Review on Art of Dying: Let the Fire Burn…

I’ll start of by saying that I’m really not a huge fan of Acoustic albums. It’s just how I am. And Art of Dying has released an acoustic album entitled “Let The Fire Burn”. However, since I enjoyed “Acoustic Gypsy Live”, an acoustic set of L.A. Guns classic, I’ll try to do as well as I did on Vices and Virtues (their previous album).
Some Art of Dying songs reappear from their two previous tracks: “Get Thru This” (The bands anthem song after “Die Trying”), I Will Be There, Completely, and of course, Sorry. Ultimately, every song has been giving an acoustic twist, ultimately trying to prove that they sound just as good unplugged, something most bands have either greatly succeeded or miserably failed at. So how did AOD do?

*PROBLEM TO WORK ON*. Copy a stretch of the album review word for word, beginning at the words "I’ll start of" and stopping after "(their previous album).".

*AVAILABLE DATA*.
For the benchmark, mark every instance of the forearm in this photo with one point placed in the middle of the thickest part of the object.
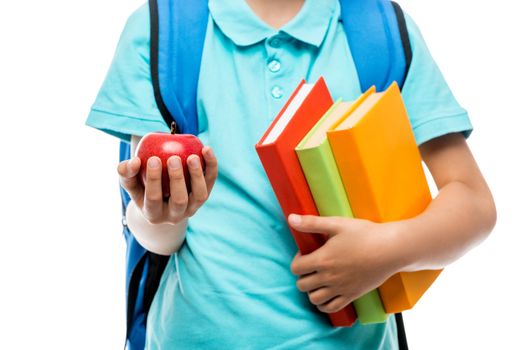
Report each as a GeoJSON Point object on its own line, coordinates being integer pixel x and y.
{"type": "Point", "coordinates": [163, 239]}
{"type": "Point", "coordinates": [458, 219]}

*EXERCISE OUTPUT*.
I’ll start of by saying that I’m really not a huge fan of Acoustic albums. It’s just how I am. And Art of Dying has released an acoustic album entitled “Let The Fire Burn”. However, since I enjoyed “Acoustic Gypsy Live”, an acoustic set of L.A. Guns classic, I’ll try to do as well as I did on Vices and Virtues (their previous album).